Passage provided:
>>>
How to post GitHub releases to LinkedIn
Three honest paths for getting GitHub releases onto LinkedIn: manual, a DIY automation against the LinkedIn API, and a release-native tool. With a realistic DIY sketch and where it breaks.
What this solves
Someone wants to get GitHub releases onto LinkedIn and is trying to decide between doing it manually, building automation, or using a tool.
How S2P helps
Understand the three real paths from a GitHub release to a LinkedIn post, including a realistic DIY sketch, and pick the one that fits your team.
Key takeaways
- There is no simple official GitHub Action for LinkedIn; DIY means handling LinkedIn OAuth yourself.
- Manual posting is fine at low volume but the rewriting cost grows with cadence.
- A DIY automation is buildable but the auth and approval gaps are real engineering.
- A release-native tool removes the OAuth burden and adds drafting plus approval.
Section 1
Three honest paths
Getting a release onto LinkedIn is easy to describe and surprisingly fiddly to automate. The honest answer is that there are three paths, and which one wins depends entirely on your volume and your tolerance for maintaining auth.
The first path is manual: when you cut a release, you open LinkedIn, rewrite the release notes into a human post, and publish. The second is DIY automation: a GitHub Action fires on the release event, calls the LinkedIn API, and posts. The third is a release-native tool that connects GitHub and LinkedIn, drafts the post for you, and routes it for approval. All three are legitimate; they just trade off differently between effort up front and effort per release.
<<<
Entries from an annotation dataset
>>>
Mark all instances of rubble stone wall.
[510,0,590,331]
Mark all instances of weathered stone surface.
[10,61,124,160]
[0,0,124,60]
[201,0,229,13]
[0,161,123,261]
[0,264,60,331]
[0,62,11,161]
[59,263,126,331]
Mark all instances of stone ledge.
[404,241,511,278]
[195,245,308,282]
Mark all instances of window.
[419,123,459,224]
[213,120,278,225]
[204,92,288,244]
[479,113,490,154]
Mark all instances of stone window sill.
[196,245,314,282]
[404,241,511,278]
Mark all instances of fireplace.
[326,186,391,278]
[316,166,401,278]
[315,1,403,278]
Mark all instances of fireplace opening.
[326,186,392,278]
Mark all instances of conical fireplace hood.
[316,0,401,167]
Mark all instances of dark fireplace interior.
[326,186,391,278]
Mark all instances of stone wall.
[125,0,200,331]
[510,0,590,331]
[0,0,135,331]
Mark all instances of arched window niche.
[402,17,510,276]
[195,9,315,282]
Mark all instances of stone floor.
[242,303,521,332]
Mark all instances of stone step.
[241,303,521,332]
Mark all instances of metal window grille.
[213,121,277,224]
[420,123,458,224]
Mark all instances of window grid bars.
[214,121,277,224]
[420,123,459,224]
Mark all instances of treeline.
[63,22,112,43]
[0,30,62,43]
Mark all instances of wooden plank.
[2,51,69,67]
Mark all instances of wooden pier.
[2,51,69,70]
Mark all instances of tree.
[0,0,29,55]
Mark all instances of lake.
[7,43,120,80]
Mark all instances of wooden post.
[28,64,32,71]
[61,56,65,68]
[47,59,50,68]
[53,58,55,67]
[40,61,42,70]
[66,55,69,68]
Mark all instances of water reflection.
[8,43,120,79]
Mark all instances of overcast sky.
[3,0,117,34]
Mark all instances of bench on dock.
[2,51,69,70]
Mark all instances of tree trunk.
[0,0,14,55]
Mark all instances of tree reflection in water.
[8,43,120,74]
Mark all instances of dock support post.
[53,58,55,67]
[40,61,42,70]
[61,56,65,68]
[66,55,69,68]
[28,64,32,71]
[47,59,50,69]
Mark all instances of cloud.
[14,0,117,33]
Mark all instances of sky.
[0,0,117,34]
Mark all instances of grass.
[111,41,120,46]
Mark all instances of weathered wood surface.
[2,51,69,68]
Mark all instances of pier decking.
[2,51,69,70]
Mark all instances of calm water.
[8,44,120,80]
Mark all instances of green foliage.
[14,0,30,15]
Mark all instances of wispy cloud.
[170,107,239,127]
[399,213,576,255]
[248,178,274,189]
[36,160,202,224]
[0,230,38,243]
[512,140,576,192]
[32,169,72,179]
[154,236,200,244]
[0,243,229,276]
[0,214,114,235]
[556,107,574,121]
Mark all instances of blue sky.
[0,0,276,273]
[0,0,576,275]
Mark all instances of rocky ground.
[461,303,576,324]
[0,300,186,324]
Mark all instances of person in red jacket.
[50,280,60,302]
<<<
Exercise:
Return the full text of the article on posting GitHub releases to LinkedIn, word for word. The lines above are not needed for this.

Exercise result:
How to post GitHub releases to LinkedIn
Three honest paths for getting GitHub releases onto LinkedIn: manual, a DIY automation against the LinkedIn API, and a release-native tool. With a realistic DIY sketch and where it breaks.
What this solves
Someone wants to get GitHub releases onto LinkedIn and is trying to decide between doing it manually, building automation, or using a tool.
How S2P helps
Understand the three real paths from a GitHub release to a LinkedIn post, including a realistic DIY sketch, and pick the one that fits your team.
Key takeaways
- There is no simple official GitHub Action for LinkedIn; DIY means handling LinkedIn OAuth yourself.
- Manual posting is fine at low volume but the rewriting cost grows with cadence.
- A DIY automation is buildable but the auth and approval gaps are real engineering.
- A release-native tool removes the OAuth burden and adds drafting plus approval.
Section 1
Three honest paths
Getting a release onto LinkedIn is easy to describe and surprisingly fiddly to automate. The honest answer is that there are three paths, and which one wins depends entirely on your volume and your tolerance for maintaining auth.
The first path is manual: when you cut a release, you open LinkedIn, rewrite the release notes into a human post, and publish. The second is DIY automation: a GitHub Action fires on the release event, calls the LinkedIn API, and posts. The third is a release-native tool that connects GitHub and LinkedIn, drafts the post for you, and routes it for approval. All three are legitimate; they just trade off differently between effort up front and effort per release.